GOALS:
**1)** Retype the watch forum thread from "## garehaan (Jul" to "my wrist since.", word for word.
**2)** Find every line in the entries that contains the word "white" and copy each one. Matches are case-sensitive.

SUPPLIED TEXT:
====

My first watch was a Casio calculator touchpad type Databank in the 80's. Heh, I remember putting all my phone numbers in that thing and using it on tests when I wasn't supposed to. Wore that watch daily for over 10 years when the resin fell apart and touchpad began peeling off.

I also remember the Microsoft Spot Watch, the Fossil version was bad, but the Suunto was solid. I always found myself drawn to the g-shocks with the most features, and the Pathfinder blew me away.

I never understood automatics, thought they were overpriced and geez, only told time?

That was until I finally bought one and ended up with Japanese and Swiss. Then Apple Watch released. My wife TORTURED me when I got it. I told her, I love watches, I love Apple products. No brainer? I also have the all Space Black, and echo your sentiments. By the way, Guess who wanted the Rose Gold with lavender for Mother's Day this year? Hint...wasn't me. Heh heh.

The Apple Watch ended up shrinking my collection. I have worn it so much, I'm down from 20 to what you see in my signature.



Tomatoes11 said:


> The Apple Watch disk charging thing is crappy though.


For the bracelet, the disk is perfect. Protects the finish, and I could use my lightning cables to charge it.

Sent from my iPhone using Tapatalk


----------



## garehaan (Jul 15, 2009)

The apple watch is great, but unlike my submariner it endend up in the safe after wearing it for 6 months. Got back to the Rolex and it has not left my wrist since.


----------



## Ron521 (Feb 20, 2014)

====

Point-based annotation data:
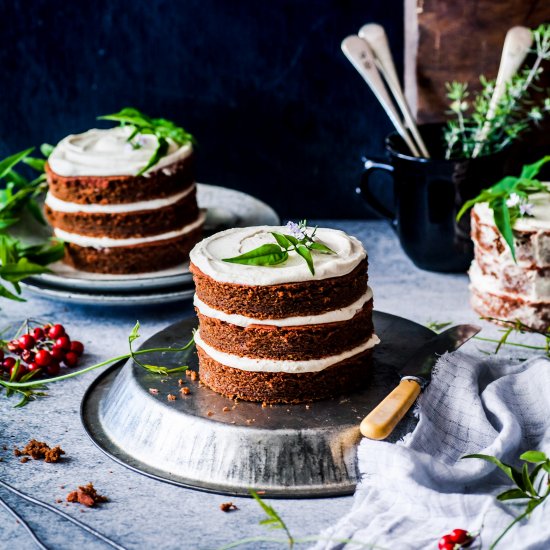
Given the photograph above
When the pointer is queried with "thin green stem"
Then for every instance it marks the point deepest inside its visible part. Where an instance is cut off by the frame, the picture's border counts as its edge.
(494, 341)
(36, 383)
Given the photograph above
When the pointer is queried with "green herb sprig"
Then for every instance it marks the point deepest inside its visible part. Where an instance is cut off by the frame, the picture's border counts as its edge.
(162, 128)
(277, 253)
(32, 389)
(17, 259)
(465, 134)
(532, 484)
(508, 198)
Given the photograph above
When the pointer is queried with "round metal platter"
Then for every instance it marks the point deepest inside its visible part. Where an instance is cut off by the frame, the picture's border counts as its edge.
(225, 208)
(206, 441)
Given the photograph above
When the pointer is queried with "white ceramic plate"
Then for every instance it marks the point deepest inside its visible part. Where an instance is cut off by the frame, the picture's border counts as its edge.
(225, 208)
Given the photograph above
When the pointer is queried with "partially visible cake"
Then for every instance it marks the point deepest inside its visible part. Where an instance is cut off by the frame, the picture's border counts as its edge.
(506, 290)
(113, 221)
(279, 334)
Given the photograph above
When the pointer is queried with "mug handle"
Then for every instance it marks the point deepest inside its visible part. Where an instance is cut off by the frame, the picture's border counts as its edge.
(364, 188)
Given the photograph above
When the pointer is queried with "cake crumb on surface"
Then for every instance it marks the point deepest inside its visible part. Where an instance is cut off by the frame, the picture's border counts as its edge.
(39, 450)
(86, 495)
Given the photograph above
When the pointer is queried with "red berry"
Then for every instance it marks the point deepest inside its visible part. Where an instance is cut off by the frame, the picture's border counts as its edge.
(446, 543)
(13, 346)
(43, 358)
(77, 347)
(20, 371)
(460, 536)
(53, 368)
(56, 332)
(31, 367)
(58, 353)
(63, 342)
(27, 341)
(27, 355)
(71, 359)
(9, 362)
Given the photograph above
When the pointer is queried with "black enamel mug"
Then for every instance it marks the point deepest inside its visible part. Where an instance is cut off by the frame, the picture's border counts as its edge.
(427, 195)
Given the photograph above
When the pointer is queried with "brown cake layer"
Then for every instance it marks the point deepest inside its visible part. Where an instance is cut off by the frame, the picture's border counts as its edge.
(141, 223)
(279, 387)
(283, 300)
(535, 315)
(122, 189)
(291, 343)
(140, 258)
(489, 240)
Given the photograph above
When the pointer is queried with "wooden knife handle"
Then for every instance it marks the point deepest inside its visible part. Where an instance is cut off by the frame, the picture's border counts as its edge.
(381, 421)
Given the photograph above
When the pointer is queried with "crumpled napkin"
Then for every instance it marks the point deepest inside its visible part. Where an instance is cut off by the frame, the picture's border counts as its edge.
(413, 492)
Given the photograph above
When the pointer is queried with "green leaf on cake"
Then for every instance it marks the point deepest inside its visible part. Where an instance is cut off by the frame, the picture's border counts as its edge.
(267, 254)
(303, 251)
(162, 128)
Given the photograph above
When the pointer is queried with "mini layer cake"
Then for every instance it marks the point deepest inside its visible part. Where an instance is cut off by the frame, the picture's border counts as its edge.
(279, 334)
(113, 221)
(501, 288)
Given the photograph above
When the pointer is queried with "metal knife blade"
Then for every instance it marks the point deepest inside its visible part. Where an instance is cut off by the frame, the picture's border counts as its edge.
(421, 363)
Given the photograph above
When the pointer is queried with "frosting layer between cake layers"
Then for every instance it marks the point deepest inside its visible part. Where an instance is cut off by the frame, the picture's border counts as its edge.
(502, 288)
(108, 216)
(279, 333)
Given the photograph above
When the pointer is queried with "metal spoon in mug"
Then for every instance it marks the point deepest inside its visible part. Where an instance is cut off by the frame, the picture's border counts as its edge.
(517, 44)
(375, 36)
(361, 57)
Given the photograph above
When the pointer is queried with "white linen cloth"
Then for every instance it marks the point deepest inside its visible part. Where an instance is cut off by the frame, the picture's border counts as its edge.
(418, 490)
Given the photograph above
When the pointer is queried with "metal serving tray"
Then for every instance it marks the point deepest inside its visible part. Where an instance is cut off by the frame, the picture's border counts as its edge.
(284, 450)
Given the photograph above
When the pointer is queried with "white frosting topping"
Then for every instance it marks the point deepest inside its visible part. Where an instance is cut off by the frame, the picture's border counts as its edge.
(108, 153)
(335, 316)
(539, 289)
(208, 256)
(72, 207)
(271, 365)
(539, 221)
(108, 242)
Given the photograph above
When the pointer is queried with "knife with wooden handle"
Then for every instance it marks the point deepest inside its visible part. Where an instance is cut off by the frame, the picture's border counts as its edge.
(415, 376)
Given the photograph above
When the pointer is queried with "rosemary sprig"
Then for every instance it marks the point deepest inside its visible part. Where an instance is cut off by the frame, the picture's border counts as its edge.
(162, 128)
(297, 240)
(532, 486)
(514, 113)
(508, 199)
(27, 388)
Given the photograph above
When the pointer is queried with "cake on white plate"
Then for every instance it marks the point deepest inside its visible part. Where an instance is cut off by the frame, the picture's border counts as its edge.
(502, 288)
(111, 218)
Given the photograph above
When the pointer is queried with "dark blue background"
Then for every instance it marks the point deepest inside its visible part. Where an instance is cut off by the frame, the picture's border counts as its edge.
(276, 108)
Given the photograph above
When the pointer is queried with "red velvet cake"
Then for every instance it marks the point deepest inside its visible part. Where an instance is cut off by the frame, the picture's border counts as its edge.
(278, 333)
(112, 220)
(508, 290)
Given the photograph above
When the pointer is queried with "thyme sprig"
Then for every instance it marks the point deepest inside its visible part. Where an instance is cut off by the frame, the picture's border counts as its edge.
(466, 135)
(141, 124)
(532, 484)
(297, 240)
(27, 388)
(508, 199)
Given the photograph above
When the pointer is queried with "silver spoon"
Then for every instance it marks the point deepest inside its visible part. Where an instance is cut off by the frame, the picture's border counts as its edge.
(361, 57)
(517, 44)
(376, 37)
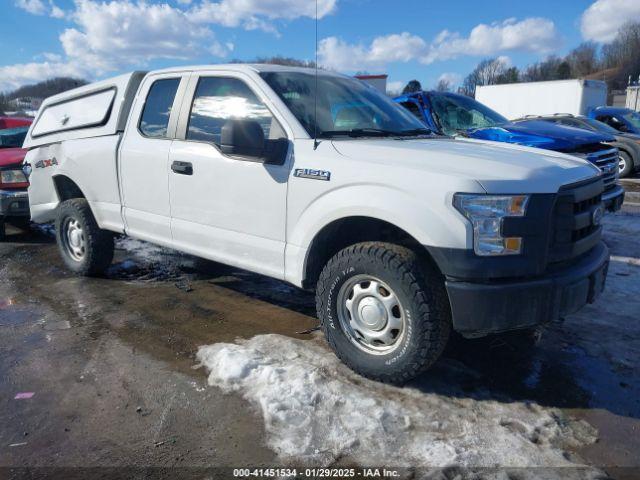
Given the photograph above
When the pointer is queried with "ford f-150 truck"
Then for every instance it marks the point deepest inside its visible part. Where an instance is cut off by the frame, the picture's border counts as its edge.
(14, 203)
(325, 183)
(458, 115)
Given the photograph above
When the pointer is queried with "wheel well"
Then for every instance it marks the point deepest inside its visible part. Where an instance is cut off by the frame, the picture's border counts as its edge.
(634, 161)
(342, 233)
(67, 188)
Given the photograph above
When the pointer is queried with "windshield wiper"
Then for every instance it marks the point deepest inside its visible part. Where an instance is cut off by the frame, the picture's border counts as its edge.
(374, 132)
(415, 131)
(359, 132)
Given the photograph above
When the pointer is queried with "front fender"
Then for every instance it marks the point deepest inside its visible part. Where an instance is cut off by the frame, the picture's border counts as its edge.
(431, 223)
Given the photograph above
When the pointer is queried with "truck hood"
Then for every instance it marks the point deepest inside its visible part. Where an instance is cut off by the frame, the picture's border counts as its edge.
(540, 134)
(498, 167)
(10, 157)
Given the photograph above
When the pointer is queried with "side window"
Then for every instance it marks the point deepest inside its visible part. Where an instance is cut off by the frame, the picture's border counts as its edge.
(157, 108)
(570, 123)
(218, 100)
(413, 108)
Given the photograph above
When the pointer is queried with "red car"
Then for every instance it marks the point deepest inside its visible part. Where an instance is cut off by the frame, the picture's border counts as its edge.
(14, 202)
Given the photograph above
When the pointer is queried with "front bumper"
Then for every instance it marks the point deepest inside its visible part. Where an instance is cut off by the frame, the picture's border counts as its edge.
(490, 307)
(613, 198)
(14, 203)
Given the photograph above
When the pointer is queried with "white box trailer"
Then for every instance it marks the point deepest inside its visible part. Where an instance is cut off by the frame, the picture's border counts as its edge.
(517, 100)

====

CORRECT ANSWERS:
**1)**
## garehaan (Jul 15, 2009)

The apple watch is great, but unlike my submariner it endend up in the safe after wearing it for 6 months. Got back to the Rolex and it has not left my wrist since.

**2)**
When the pointer is queried with "white ceramic plate"
When the pointer is queried with "white linen cloth"
When the pointer is queried with "white frosting topping"
When the pointer is queried with "cake on white plate"
When the pointer is queried with "white box trailer"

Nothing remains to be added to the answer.